• MATERIAL SHOWN:
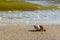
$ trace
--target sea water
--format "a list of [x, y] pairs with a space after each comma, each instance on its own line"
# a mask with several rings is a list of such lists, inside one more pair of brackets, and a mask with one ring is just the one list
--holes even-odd
[[[27, 1], [44, 6], [50, 1]], [[58, 5], [58, 4], [57, 4]], [[0, 24], [60, 24], [60, 10], [5, 11], [0, 12]]]
[[4, 24], [60, 23], [60, 10], [0, 12], [0, 23]]

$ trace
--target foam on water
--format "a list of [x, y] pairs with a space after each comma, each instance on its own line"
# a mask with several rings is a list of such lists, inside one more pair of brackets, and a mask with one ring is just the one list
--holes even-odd
[[5, 24], [60, 23], [60, 10], [0, 12], [0, 23]]

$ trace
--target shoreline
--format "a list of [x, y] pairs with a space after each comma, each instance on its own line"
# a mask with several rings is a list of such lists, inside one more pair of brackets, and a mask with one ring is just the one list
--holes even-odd
[[43, 25], [46, 32], [34, 31], [30, 25], [0, 27], [0, 40], [60, 40], [60, 25]]

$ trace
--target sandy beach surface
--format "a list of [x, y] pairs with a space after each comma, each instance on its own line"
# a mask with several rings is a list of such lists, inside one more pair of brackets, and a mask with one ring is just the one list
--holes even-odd
[[44, 25], [38, 32], [31, 25], [0, 26], [0, 40], [60, 40], [60, 25]]

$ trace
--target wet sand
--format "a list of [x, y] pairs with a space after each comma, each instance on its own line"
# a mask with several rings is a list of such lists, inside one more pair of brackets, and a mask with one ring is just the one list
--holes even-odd
[[0, 40], [60, 40], [60, 25], [44, 25], [46, 32], [31, 25], [0, 26]]

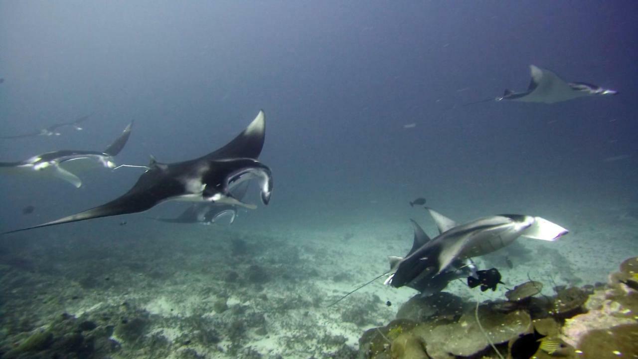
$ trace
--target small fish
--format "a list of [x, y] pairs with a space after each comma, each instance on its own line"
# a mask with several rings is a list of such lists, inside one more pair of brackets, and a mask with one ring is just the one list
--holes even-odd
[[512, 359], [530, 359], [540, 347], [541, 340], [545, 335], [534, 329], [533, 333], [521, 335], [512, 344], [510, 355]]
[[560, 340], [556, 338], [545, 337], [538, 341], [540, 342], [540, 349], [549, 355], [561, 348]]
[[501, 282], [501, 273], [496, 268], [477, 271], [477, 275], [478, 278], [471, 276], [468, 277], [468, 286], [470, 288], [474, 288], [480, 285], [480, 291], [484, 292], [487, 289], [496, 291], [496, 286], [498, 284], [505, 284]]
[[629, 279], [627, 280], [621, 280], [620, 282], [634, 291], [638, 291], [638, 281], [637, 280], [632, 280], [631, 279]]
[[422, 197], [420, 197], [417, 199], [415, 199], [412, 202], [410, 202], [410, 207], [414, 207], [415, 204], [416, 204], [417, 206], [423, 206], [425, 204], [426, 204], [426, 199], [423, 198]]

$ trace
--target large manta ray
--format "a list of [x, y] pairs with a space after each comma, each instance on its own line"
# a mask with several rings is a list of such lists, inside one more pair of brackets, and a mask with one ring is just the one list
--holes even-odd
[[568, 233], [562, 227], [540, 217], [500, 215], [458, 225], [427, 208], [440, 234], [412, 249], [405, 257], [389, 257], [386, 284], [399, 287], [435, 277], [455, 262], [483, 256], [512, 243], [519, 236], [555, 241]]
[[100, 217], [135, 213], [170, 200], [209, 202], [255, 208], [234, 198], [232, 189], [244, 181], [260, 180], [261, 198], [268, 204], [272, 190], [270, 169], [256, 158], [265, 135], [263, 111], [237, 137], [208, 155], [182, 162], [160, 164], [152, 159], [133, 188], [118, 198], [90, 210], [11, 233]]
[[230, 204], [193, 203], [175, 218], [152, 219], [167, 223], [212, 224], [215, 223], [218, 218], [225, 215], [230, 215], [230, 224], [232, 224], [235, 222], [235, 217], [237, 217], [237, 207]]
[[73, 127], [78, 131], [81, 131], [82, 128], [80, 126], [80, 124], [84, 122], [91, 115], [83, 116], [78, 118], [73, 121], [69, 121], [68, 122], [59, 122], [57, 123], [54, 123], [53, 125], [47, 127], [46, 128], [42, 128], [41, 130], [36, 130], [33, 132], [29, 132], [27, 134], [23, 134], [22, 135], [14, 135], [12, 136], [0, 136], [0, 139], [22, 139], [24, 137], [34, 137], [37, 136], [59, 136], [62, 134], [58, 132], [57, 130], [62, 127], [70, 126]]
[[[230, 194], [238, 201], [241, 201], [246, 195], [248, 190], [248, 182], [244, 182], [236, 186]], [[237, 206], [198, 202], [189, 206], [175, 218], [153, 218], [151, 219], [167, 223], [211, 224], [215, 223], [218, 218], [226, 215], [230, 215], [230, 224], [232, 224], [235, 222], [237, 214]]]
[[616, 91], [586, 82], [567, 82], [551, 71], [533, 65], [530, 65], [530, 70], [531, 80], [527, 91], [517, 93], [506, 89], [505, 94], [497, 97], [496, 100], [554, 103], [586, 96], [618, 93]]
[[71, 149], [47, 152], [22, 161], [0, 162], [0, 173], [50, 175], [79, 188], [82, 186], [82, 181], [70, 169], [80, 169], [87, 165], [95, 164], [110, 169], [116, 168], [117, 166], [113, 157], [117, 155], [126, 144], [132, 126], [131, 122], [103, 152]]

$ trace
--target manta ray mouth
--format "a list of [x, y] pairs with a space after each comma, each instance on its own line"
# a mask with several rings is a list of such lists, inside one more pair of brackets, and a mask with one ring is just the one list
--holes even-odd
[[262, 202], [267, 205], [272, 194], [272, 174], [271, 169], [263, 165], [244, 167], [229, 174], [226, 180], [226, 192], [230, 192], [242, 182], [254, 179], [259, 181]]

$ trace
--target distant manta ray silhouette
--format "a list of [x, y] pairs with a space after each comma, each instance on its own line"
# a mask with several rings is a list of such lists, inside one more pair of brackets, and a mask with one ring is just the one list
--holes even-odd
[[58, 128], [62, 127], [67, 127], [67, 126], [73, 127], [77, 131], [81, 131], [83, 130], [83, 128], [82, 126], [80, 126], [80, 124], [82, 123], [82, 122], [84, 122], [87, 119], [89, 119], [89, 118], [91, 117], [91, 114], [83, 116], [73, 121], [70, 121], [68, 122], [59, 122], [57, 123], [54, 123], [45, 128], [36, 130], [32, 132], [23, 134], [22, 135], [14, 135], [12, 136], [0, 136], [0, 139], [22, 139], [24, 137], [34, 137], [37, 136], [53, 136], [53, 135], [59, 136], [62, 134], [58, 132], [56, 130], [57, 130]]
[[151, 158], [148, 169], [133, 187], [115, 199], [78, 213], [3, 234], [80, 220], [142, 212], [167, 201], [207, 202], [254, 209], [231, 194], [240, 183], [261, 180], [261, 198], [268, 204], [272, 191], [270, 169], [257, 161], [263, 147], [265, 116], [257, 117], [237, 137], [205, 156], [182, 162], [160, 164]]
[[555, 103], [588, 96], [616, 95], [618, 91], [605, 89], [586, 82], [567, 82], [554, 72], [533, 65], [530, 65], [531, 79], [527, 91], [514, 92], [506, 89], [503, 96], [491, 97], [464, 106], [491, 101], [517, 101], [538, 103]]
[[[66, 149], [47, 152], [34, 156], [30, 158], [15, 162], [0, 162], [0, 173], [24, 174], [31, 174], [38, 176], [52, 176], [64, 180], [79, 188], [82, 180], [69, 171], [69, 167], [85, 168], [87, 165], [97, 164], [110, 169], [126, 166], [117, 166], [114, 157], [124, 148], [131, 135], [133, 128], [131, 122], [124, 128], [122, 134], [115, 139], [103, 152], [97, 151], [78, 151]], [[64, 168], [67, 167], [67, 168]]]

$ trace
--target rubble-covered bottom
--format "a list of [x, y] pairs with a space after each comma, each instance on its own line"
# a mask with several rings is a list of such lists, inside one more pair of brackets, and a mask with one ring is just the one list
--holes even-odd
[[350, 236], [191, 228], [9, 245], [0, 357], [497, 358], [530, 345], [530, 358], [638, 357], [635, 259], [552, 295], [542, 280], [427, 298], [376, 283], [329, 306], [378, 275], [368, 258], [381, 254], [348, 261], [361, 259]]

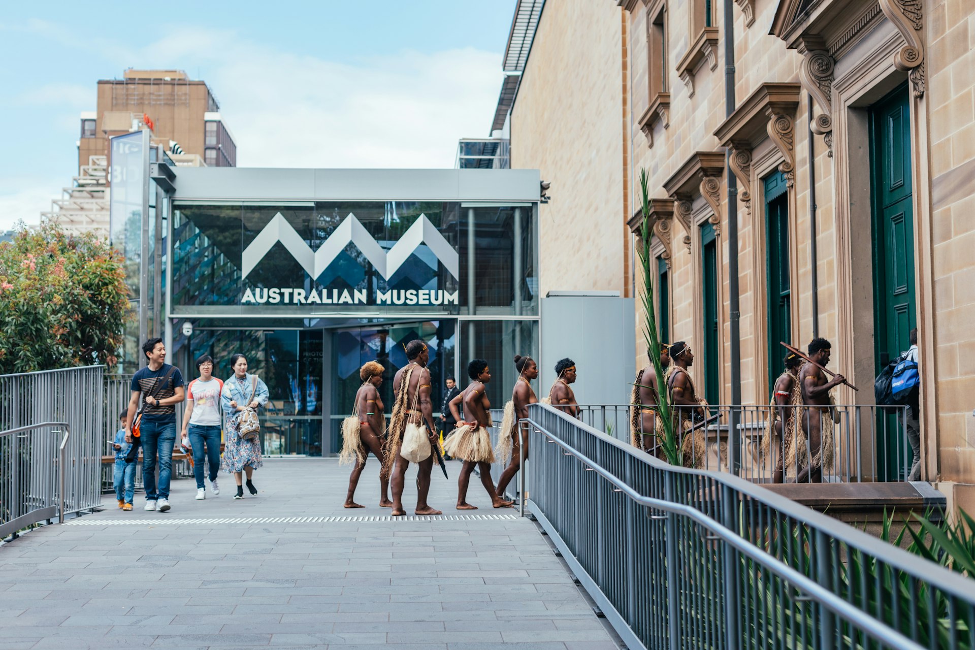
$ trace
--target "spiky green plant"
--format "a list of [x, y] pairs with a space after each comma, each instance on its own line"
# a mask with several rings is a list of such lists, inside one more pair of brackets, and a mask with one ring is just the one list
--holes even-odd
[[674, 431], [674, 419], [671, 416], [670, 400], [664, 383], [664, 368], [660, 363], [660, 337], [657, 333], [657, 319], [653, 301], [653, 273], [651, 268], [652, 257], [650, 256], [650, 236], [652, 235], [652, 225], [650, 223], [650, 199], [646, 190], [647, 175], [646, 170], [640, 170], [640, 192], [641, 192], [641, 211], [644, 221], [640, 226], [641, 246], [638, 249], [640, 254], [640, 266], [644, 272], [644, 291], [641, 299], [644, 306], [644, 336], [646, 339], [646, 355], [653, 364], [653, 370], [657, 376], [657, 386], [660, 390], [657, 394], [657, 417], [660, 418], [661, 428], [664, 430], [663, 436], [656, 434], [657, 441], [664, 450], [667, 462], [671, 465], [682, 465], [683, 454], [677, 443], [677, 436]]

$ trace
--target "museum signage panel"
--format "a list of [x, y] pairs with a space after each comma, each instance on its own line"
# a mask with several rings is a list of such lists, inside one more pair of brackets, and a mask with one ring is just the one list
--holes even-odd
[[457, 202], [176, 202], [174, 316], [538, 313], [535, 215]]

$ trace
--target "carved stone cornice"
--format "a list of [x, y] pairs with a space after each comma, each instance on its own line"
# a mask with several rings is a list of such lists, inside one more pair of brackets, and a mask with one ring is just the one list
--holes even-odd
[[704, 61], [707, 61], [712, 70], [718, 67], [718, 27], [703, 28], [687, 48], [686, 54], [678, 61], [677, 73], [687, 87], [688, 97], [694, 96], [694, 75]]
[[924, 26], [923, 0], [879, 0], [887, 17], [907, 45], [894, 55], [894, 67], [908, 73], [916, 97], [924, 95], [924, 44], [918, 32]]
[[721, 151], [695, 151], [670, 178], [664, 181], [664, 191], [674, 199], [675, 215], [686, 231], [684, 246], [690, 252], [692, 201], [702, 196], [713, 211], [709, 218], [716, 233], [721, 232], [721, 176], [724, 172], [724, 153]]
[[734, 0], [734, 2], [741, 7], [741, 13], [745, 15], [745, 26], [751, 27], [755, 22], [755, 0]]
[[829, 148], [827, 156], [833, 157], [833, 71], [837, 62], [818, 35], [804, 35], [798, 48], [802, 55], [799, 78], [802, 88], [816, 100], [819, 112], [809, 122], [812, 133], [823, 135]]
[[[673, 199], [651, 199], [649, 205], [649, 222], [653, 231], [653, 236], [660, 241], [664, 252], [660, 256], [667, 262], [667, 268], [671, 267], [672, 244], [671, 235], [674, 222], [674, 200]], [[644, 211], [638, 210], [634, 212], [630, 220], [627, 221], [630, 232], [640, 237], [641, 227], [644, 225]]]
[[782, 157], [779, 172], [786, 177], [786, 186], [796, 184], [796, 120], [792, 113], [780, 112], [773, 106], [765, 107], [768, 116], [768, 137], [775, 142]]
[[646, 143], [653, 147], [653, 125], [660, 122], [670, 128], [670, 93], [657, 93], [650, 105], [640, 116], [640, 130], [646, 135]]
[[[718, 140], [730, 151], [728, 165], [742, 186], [738, 199], [745, 203], [749, 213], [752, 211], [752, 149], [770, 137], [767, 111], [776, 115], [795, 115], [800, 95], [800, 87], [794, 82], [762, 84], [715, 131]], [[779, 145], [777, 140], [775, 143]], [[783, 156], [791, 165], [795, 164], [791, 149], [788, 156], [785, 153]]]

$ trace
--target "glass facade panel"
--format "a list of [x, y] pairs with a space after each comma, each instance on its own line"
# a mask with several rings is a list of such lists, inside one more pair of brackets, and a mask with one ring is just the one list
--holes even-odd
[[[538, 359], [537, 321], [461, 321], [461, 350], [457, 360], [457, 384], [463, 389], [470, 383], [467, 364], [473, 359], [484, 359], [491, 373], [488, 384], [488, 399], [491, 408], [503, 408], [511, 399], [518, 381], [515, 355]], [[538, 399], [548, 395], [548, 387], [535, 386]]]
[[386, 368], [379, 396], [388, 421], [393, 410], [393, 377], [409, 363], [404, 346], [413, 339], [426, 341], [430, 351], [427, 367], [430, 368], [433, 410], [435, 414], [440, 412], [444, 380], [454, 373], [454, 324], [452, 319], [448, 319], [326, 331], [326, 336], [331, 338], [332, 353], [328, 377], [332, 383], [330, 431], [332, 451], [337, 452], [342, 446], [342, 420], [352, 414], [356, 392], [363, 383], [359, 368], [366, 362], [379, 362]]

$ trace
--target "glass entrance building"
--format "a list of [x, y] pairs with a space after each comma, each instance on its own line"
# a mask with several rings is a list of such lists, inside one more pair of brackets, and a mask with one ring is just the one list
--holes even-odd
[[430, 349], [438, 412], [445, 379], [465, 385], [469, 360], [488, 360], [501, 407], [514, 355], [537, 357], [537, 171], [166, 175], [157, 212], [170, 360], [192, 376], [207, 353], [226, 378], [230, 356], [246, 355], [270, 390], [267, 454], [337, 453], [359, 367], [382, 363], [391, 404], [414, 338]]

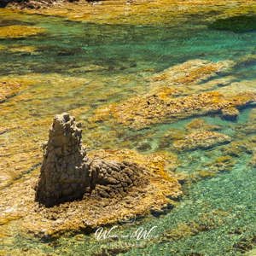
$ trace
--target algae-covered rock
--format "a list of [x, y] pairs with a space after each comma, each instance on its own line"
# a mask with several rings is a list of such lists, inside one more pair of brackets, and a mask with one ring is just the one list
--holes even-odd
[[214, 64], [198, 60], [175, 66], [151, 78], [148, 93], [96, 109], [91, 121], [113, 118], [118, 123], [139, 130], [154, 124], [220, 113], [222, 109], [241, 108], [255, 102], [255, 90], [236, 91], [237, 84], [236, 90], [230, 90], [228, 94], [224, 90], [200, 93], [204, 86], [202, 80], [227, 67], [230, 64], [226, 62]]
[[182, 140], [173, 143], [173, 147], [177, 150], [195, 150], [199, 148], [211, 148], [214, 146], [228, 143], [231, 138], [224, 134], [200, 131], [187, 135]]
[[221, 110], [221, 114], [226, 120], [236, 121], [239, 115], [239, 111], [236, 108], [225, 108]]
[[23, 25], [0, 26], [0, 38], [19, 38], [34, 36], [45, 32], [42, 27]]
[[256, 30], [255, 15], [240, 15], [219, 19], [209, 25], [210, 28], [227, 30], [234, 32], [246, 32]]
[[73, 117], [55, 118], [36, 186], [40, 203], [33, 189], [38, 177], [28, 175], [0, 190], [3, 218], [19, 215], [21, 230], [59, 236], [148, 214], [181, 195], [177, 179], [166, 172], [175, 168], [175, 155], [127, 149], [87, 154], [80, 139]]

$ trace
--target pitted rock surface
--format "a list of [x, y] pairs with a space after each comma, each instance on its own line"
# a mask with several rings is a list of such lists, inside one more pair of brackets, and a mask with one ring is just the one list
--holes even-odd
[[68, 113], [56, 115], [44, 145], [36, 201], [47, 207], [82, 199], [85, 193], [121, 198], [132, 186], [147, 183], [143, 170], [128, 161], [88, 159], [82, 130]]
[[44, 145], [36, 201], [51, 206], [83, 197], [90, 178], [79, 126], [68, 113], [55, 117]]

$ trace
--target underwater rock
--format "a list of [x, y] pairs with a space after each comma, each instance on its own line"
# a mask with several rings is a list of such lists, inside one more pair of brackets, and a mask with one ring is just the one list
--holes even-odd
[[45, 206], [82, 199], [86, 189], [117, 197], [143, 183], [143, 172], [134, 163], [88, 159], [79, 127], [68, 113], [54, 119], [36, 188], [36, 201]]
[[93, 120], [113, 117], [122, 125], [140, 130], [153, 124], [175, 122], [189, 117], [218, 113], [227, 107], [243, 107], [255, 100], [256, 94], [250, 92], [225, 96], [218, 91], [210, 91], [165, 99], [157, 94], [146, 95], [98, 109]]
[[221, 126], [216, 125], [209, 125], [204, 119], [195, 119], [188, 125], [186, 125], [187, 131], [198, 131], [198, 130], [207, 130], [207, 131], [218, 131], [221, 130]]
[[21, 84], [8, 81], [0, 80], [0, 103], [15, 96], [20, 90]]
[[239, 115], [239, 110], [236, 108], [226, 108], [221, 110], [221, 114], [226, 120], [236, 121]]
[[198, 148], [211, 148], [219, 144], [230, 143], [231, 138], [224, 134], [200, 131], [187, 135], [182, 140], [173, 143], [174, 148], [177, 150], [195, 150]]
[[[250, 90], [241, 92], [241, 84], [236, 83], [235, 91], [229, 90], [227, 93], [227, 90], [221, 87], [222, 90], [209, 90], [208, 88], [207, 91], [199, 92], [208, 84], [201, 84], [202, 81], [230, 65], [230, 61], [212, 63], [195, 60], [175, 66], [151, 78], [149, 93], [102, 107], [96, 110], [90, 120], [108, 121], [113, 118], [121, 125], [140, 130], [154, 124], [221, 113], [222, 109], [239, 108], [255, 102], [253, 89], [248, 87]], [[238, 86], [240, 91], [236, 91]]]
[[[18, 215], [22, 232], [49, 237], [91, 230], [148, 214], [182, 195], [172, 172], [177, 166], [176, 154], [128, 149], [87, 154], [78, 126], [70, 115], [57, 115], [44, 147], [39, 182], [34, 172], [0, 190], [3, 218]], [[15, 206], [11, 212], [6, 210], [10, 205]]]
[[253, 32], [256, 30], [256, 16], [236, 15], [227, 19], [219, 19], [210, 24], [209, 28], [234, 32]]

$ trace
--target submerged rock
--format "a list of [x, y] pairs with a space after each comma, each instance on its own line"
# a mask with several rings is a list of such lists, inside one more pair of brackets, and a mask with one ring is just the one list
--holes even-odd
[[[176, 154], [140, 154], [128, 149], [86, 153], [78, 126], [68, 114], [56, 116], [39, 181], [35, 167], [22, 182], [0, 190], [1, 218], [15, 216], [17, 232], [49, 238], [92, 230], [166, 208], [182, 195], [172, 172], [177, 166]], [[10, 205], [15, 206], [11, 211]]]
[[173, 147], [177, 150], [195, 150], [199, 148], [211, 148], [214, 146], [229, 143], [231, 138], [224, 134], [200, 131], [189, 134], [182, 140], [173, 143]]
[[236, 121], [239, 115], [239, 110], [236, 108], [225, 108], [221, 110], [221, 113], [224, 119]]
[[205, 88], [206, 91], [199, 92], [208, 84], [201, 84], [202, 81], [226, 70], [230, 65], [230, 61], [214, 64], [195, 60], [168, 68], [151, 79], [152, 90], [148, 93], [98, 108], [91, 120], [108, 121], [113, 118], [117, 123], [140, 130], [154, 124], [246, 107], [256, 100], [253, 90], [226, 93], [225, 89], [207, 90]]

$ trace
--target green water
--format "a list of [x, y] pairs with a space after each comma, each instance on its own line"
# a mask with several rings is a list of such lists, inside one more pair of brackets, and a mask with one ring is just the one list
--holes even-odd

• TO BE DONE:
Can you rewrite the lines from the start of the records through the line containing "26], [0, 40], [60, 40], [60, 25]]", changing "even-odd" to "nonzero" and leaving everything else as it is? Return only those lines, both ends included, and leave the pictures out.

• SOLUTION TO THIS EXERCISE:
$ trace
--target sea water
--format "a list of [x, y] pairs with a space after each comma, each instance on its own line"
# a mask with several rings is a list of such lists, inside one more pair of brackets, and a mask with one ring is just the one list
--holes nonzero
[[[27, 1], [44, 6], [50, 1]], [[58, 5], [58, 4], [57, 4]], [[0, 24], [60, 24], [60, 10], [5, 11], [0, 12]]]
[[4, 24], [60, 23], [60, 10], [0, 12], [0, 23]]

$ trace
--target foam on water
--format "a list of [x, y] pairs with a space after each comma, each instance on its own line"
# a mask with several rings is a list of such lists, inside one more pair of brackets, and a mask with one ring is just the one list
--holes nonzero
[[5, 24], [60, 23], [60, 10], [0, 12], [0, 23]]

$ trace
--target shoreline
--format "a list of [x, y] pairs with a space after each comma, each instance on its own line"
# a mask with several rings is a list of such lists, inside one more pair of brackets, and a mask with one ring is just the one list
--holes nonzero
[[43, 25], [46, 32], [34, 31], [30, 25], [0, 27], [0, 40], [60, 40], [60, 25]]

$ trace
--target sandy beach surface
--format "a list of [x, y] pairs with a space after each comma, each instance on its own line"
# a mask with several rings is a list of such lists, inside one more pair of brackets, and a mask with one ring is just the one list
--holes nonzero
[[44, 25], [38, 32], [31, 25], [0, 26], [0, 40], [60, 40], [60, 25]]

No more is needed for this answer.